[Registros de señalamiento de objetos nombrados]
....
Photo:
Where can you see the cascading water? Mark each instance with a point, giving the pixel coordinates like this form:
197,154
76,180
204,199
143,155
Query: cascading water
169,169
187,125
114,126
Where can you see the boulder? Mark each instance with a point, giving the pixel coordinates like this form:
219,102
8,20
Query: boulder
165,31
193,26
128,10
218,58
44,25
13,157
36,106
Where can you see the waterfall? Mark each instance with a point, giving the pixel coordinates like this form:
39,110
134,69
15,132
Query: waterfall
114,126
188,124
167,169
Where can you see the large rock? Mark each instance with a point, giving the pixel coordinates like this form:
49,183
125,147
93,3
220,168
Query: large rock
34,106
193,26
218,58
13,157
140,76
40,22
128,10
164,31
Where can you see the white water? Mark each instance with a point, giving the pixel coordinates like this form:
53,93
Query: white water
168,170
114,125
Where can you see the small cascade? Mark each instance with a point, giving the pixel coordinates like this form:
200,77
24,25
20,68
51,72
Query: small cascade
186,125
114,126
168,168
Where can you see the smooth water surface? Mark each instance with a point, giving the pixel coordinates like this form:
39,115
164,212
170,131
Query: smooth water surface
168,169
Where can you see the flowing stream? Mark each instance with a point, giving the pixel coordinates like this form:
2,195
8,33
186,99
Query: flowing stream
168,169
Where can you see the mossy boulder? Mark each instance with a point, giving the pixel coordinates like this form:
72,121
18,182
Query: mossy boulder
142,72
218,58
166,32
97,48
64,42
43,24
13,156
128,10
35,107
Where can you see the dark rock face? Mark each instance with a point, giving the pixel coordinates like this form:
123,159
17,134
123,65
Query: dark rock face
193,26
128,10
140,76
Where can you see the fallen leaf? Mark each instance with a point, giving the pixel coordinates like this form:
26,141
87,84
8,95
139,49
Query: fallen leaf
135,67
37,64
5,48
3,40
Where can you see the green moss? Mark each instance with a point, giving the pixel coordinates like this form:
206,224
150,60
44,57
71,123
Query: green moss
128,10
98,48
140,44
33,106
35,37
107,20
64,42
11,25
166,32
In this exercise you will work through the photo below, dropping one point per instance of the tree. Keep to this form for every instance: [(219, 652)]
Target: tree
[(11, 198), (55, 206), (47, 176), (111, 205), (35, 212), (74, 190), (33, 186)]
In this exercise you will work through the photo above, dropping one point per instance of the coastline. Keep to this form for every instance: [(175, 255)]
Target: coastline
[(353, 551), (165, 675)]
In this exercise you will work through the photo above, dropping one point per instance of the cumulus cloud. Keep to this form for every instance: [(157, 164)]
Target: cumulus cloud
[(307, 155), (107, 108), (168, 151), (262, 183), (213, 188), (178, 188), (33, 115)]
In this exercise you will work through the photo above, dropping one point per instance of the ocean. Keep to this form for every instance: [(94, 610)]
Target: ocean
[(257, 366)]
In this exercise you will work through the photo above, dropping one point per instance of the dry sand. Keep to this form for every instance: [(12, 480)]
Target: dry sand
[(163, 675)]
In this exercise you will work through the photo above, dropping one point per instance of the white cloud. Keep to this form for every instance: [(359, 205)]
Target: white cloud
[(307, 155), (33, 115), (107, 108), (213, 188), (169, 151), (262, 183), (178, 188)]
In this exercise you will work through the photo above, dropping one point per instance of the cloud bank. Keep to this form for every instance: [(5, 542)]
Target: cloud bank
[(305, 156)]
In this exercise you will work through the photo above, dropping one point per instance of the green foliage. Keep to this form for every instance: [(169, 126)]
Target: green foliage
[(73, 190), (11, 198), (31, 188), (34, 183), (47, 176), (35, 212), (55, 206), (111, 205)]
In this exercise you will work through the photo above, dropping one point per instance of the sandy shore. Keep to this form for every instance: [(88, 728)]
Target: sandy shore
....
== Instrucción dada ==
¿Puedes reescribir las líneas del listado desde la que contiene "Where can you see the flowing" hasta la que contiene "[(257, 366)]", ambas incluidas, cambiando "mossy boulder" por "moss-covered boulder" y dejando todo lo demás igual?

== Tarea resuelta ==
Where can you see the flowing stream? Mark each instance with a point, giving the pixel coordinates like this form:
2,195
8,33
186,99
Query: flowing stream
168,169
Where can you see the moss-covered boulder? Mark each instance with a point, giving the pixel coordinates like this form:
72,121
18,182
Query: moss-covered boulder
142,72
218,58
166,32
97,48
64,42
43,24
13,156
128,10
35,107
Where can you see the dark rock face? Mark each instance with a point, giving the pixel coordinates like this form:
123,159
17,134
123,65
Query: dark rock face
193,26
128,10
140,76
Where can you see the fallen leaf? Mark each instance with a point, giving the pixel coordinates like this form:
26,141
87,84
8,95
139,49
Query: fallen leaf
135,67
37,64
5,48
3,40
Where can you see the green moss? Mark each instance with a point, giving the pixel coordinates like this form:
206,224
150,60
44,57
71,123
Query: green moss
128,10
98,48
140,44
33,106
35,37
107,20
64,42
11,25
166,32
In this exercise you will work through the photo below, dropping one point per instance of the tree. Keep to this form for every instance: [(219, 652)]
Target: tree
[(11, 198), (55, 206), (47, 176), (111, 205), (35, 212), (74, 190), (33, 186)]
In this exercise you will work through the photo above, dropping one point per instance of the coastline. Keep to this form for every instance: [(175, 255)]
Target: coastline
[(353, 551), (165, 675)]
In this exercise you will work through the photo above, dropping one point per instance of the cumulus cloud. Keep to this form for every instance: [(157, 164)]
Target: cumulus cloud
[(307, 155), (107, 108), (168, 151), (262, 183), (213, 188), (178, 188), (33, 115)]
In this exercise you will work through the photo above, dropping one point per instance of the ocean. Keep to this form for every instance: [(94, 610)]
Target: ocean
[(257, 366)]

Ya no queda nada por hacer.